§ STATED EXERCISE
Rewrite the stretch from the line containing "indicate the green" through the end of the material as a Markdown table with two columns, Row and Line. Number each line in order and omit any blank lines.

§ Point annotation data
>>>>

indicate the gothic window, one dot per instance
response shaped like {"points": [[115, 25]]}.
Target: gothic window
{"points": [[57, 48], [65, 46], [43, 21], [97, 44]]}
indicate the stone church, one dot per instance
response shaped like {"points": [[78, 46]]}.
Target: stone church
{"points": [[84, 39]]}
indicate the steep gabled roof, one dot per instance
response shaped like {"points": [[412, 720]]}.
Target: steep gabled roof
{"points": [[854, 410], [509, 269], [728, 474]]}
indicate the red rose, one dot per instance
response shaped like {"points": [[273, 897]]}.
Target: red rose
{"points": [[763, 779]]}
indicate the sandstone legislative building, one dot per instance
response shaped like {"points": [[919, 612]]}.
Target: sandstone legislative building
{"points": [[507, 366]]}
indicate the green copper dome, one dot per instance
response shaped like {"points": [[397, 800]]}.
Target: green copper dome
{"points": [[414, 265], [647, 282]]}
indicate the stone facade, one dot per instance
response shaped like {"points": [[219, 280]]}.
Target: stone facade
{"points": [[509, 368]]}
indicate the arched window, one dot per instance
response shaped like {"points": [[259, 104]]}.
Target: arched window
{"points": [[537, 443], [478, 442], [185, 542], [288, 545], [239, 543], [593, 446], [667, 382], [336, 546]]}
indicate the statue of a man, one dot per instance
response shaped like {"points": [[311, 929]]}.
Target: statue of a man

<<<<

§ EXPECTED ANSWER
| Row | Line |
|---|---|
| 1 | indicate the green copper dome, one dot per instance |
| 2 | response shaped like {"points": [[397, 800]]}. |
| 3 | Target: green copper dome |
| 4 | {"points": [[414, 265], [647, 282]]} |
| 5 | indicate the stone facade, one dot per instance |
| 6 | response shaped like {"points": [[219, 280]]}. |
| 7 | Target: stone facade |
| 8 | {"points": [[509, 368]]} |
| 9 | indicate the arched window, one dot per instance |
| 10 | response shaped like {"points": [[259, 104]]}. |
| 11 | Target: arched window |
| 12 | {"points": [[537, 443], [478, 442], [185, 542], [288, 545], [239, 543], [593, 446], [667, 382], [336, 546]]} |
| 13 | indicate the statue of a man, one dot per instance |
| 14 | response shaped like {"points": [[311, 929]]}. |
| 15 | Target: statue of a man |